A run of entries:
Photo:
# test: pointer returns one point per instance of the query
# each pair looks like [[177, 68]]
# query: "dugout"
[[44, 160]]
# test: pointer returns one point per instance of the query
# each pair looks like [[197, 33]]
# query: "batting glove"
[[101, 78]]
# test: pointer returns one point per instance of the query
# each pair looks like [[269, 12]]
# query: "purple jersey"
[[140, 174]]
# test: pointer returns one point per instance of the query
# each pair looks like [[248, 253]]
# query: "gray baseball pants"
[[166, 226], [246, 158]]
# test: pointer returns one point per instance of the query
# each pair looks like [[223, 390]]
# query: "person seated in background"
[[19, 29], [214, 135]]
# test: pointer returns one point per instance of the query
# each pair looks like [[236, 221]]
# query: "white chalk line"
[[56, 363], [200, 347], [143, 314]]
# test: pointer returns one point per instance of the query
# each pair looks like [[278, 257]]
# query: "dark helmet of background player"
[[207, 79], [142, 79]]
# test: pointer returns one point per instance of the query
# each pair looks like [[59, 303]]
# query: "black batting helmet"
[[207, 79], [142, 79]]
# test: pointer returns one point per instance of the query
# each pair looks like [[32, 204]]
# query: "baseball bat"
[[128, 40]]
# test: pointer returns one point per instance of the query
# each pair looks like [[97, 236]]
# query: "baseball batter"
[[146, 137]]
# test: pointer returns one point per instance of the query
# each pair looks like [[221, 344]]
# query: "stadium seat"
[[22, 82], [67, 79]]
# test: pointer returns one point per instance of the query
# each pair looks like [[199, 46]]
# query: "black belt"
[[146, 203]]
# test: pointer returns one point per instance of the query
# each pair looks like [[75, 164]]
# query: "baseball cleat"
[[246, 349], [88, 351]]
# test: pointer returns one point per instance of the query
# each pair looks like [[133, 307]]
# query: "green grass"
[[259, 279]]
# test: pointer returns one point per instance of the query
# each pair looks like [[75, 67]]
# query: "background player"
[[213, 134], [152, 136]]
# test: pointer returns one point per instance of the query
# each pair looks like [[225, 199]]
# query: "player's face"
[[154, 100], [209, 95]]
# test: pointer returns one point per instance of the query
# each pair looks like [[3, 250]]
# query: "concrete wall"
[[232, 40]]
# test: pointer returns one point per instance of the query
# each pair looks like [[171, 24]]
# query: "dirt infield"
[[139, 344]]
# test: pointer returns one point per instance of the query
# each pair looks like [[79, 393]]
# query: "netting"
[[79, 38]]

**WRITTEN REQUEST:** Put every line of the entries above into a JSON list of strings, one string per line, and omit any blank lines.

**ANSWER IN FULL:**
[
  "Photo:",
  "# test: pointer returns one point per instance of the query",
  "# each pair looks like [[177, 68]]",
  "# query: \"dugout\"",
  "[[44, 160]]",
  "# test: pointer returns one point per instance of the query",
  "# each pair looks like [[197, 33]]",
  "# query: \"batting glove\"",
  "[[101, 78]]",
  "# test: pointer returns one point per instance of the query",
  "# each pair looks like [[269, 12]]",
  "# query: \"purple jersey\"",
  "[[140, 174]]",
  "# test: pointer returns one point per instance of the query",
  "# each pair looks like [[248, 253]]",
  "# query: \"gray baseball pants\"",
  "[[166, 226], [246, 158]]",
  "# test: pointer returns one point per instance of the query",
  "# each pair looks like [[223, 390]]",
  "# query: \"person seated in background\"",
  "[[19, 29], [214, 135]]",
  "# test: pointer returns one point per instance of the query",
  "# each pair looks like [[236, 221]]",
  "# query: \"white chalk line\"",
  "[[56, 363], [200, 347], [143, 314]]",
  "# test: pointer returns one point per instance of the query",
  "# each pair looks like [[278, 257]]",
  "# query: \"dark helmet of background player\"",
  "[[207, 79], [142, 79]]",
  "# test: pointer returns one point per instance of the query",
  "# each pair looks like [[59, 303]]",
  "# query: \"black batting helmet\"",
  "[[207, 79], [142, 79]]",
  "# test: pointer returns one point per instance of the query",
  "# each pair looks like [[32, 204]]",
  "# query: \"baseball bat\"",
  "[[128, 40]]",
  "# test: pointer returns one point per instance of the query",
  "# each pair looks like [[97, 236]]",
  "# query: \"baseball batter\"",
  "[[146, 137]]",
  "# test: pointer returns one point per instance of the query",
  "# each pair looks like [[221, 344]]",
  "# query: \"stadium seat\"",
  "[[22, 82], [67, 79]]",
  "# test: pointer returns one point per instance of the query",
  "# each pair looks like [[199, 46]]",
  "# query: \"black belt\"",
  "[[146, 203]]",
  "# test: pointer returns one point per instance of the query",
  "# each pair looks like [[75, 164]]",
  "# query: \"baseball cleat\"",
  "[[246, 349], [88, 351]]",
  "# test: pointer returns one point per instance of the query",
  "# each pair looks like [[133, 307]]",
  "# query: \"green grass\"",
  "[[259, 279]]",
  "# test: pointer returns one point per instance of the query",
  "# each pair looks like [[75, 67]]",
  "# query: \"background player\"",
  "[[213, 134], [152, 136]]",
  "# test: pointer returns one point per instance of the query",
  "# each pair looks like [[225, 199]]",
  "# query: \"player's face\"",
  "[[154, 100], [209, 95]]",
  "# test: pointer returns one point per instance of the query",
  "# each pair looks like [[3, 250]]",
  "# query: \"concrete wall\"",
  "[[232, 40]]",
  "# test: pointer returns one point per instance of the query",
  "# each pair looks like [[171, 24]]",
  "# query: \"dirt infield\"",
  "[[139, 344]]",
  "# test: pointer returns one point per instance of the query",
  "# each pair looks like [[79, 393]]",
  "# query: \"netting\"",
  "[[79, 38]]"
]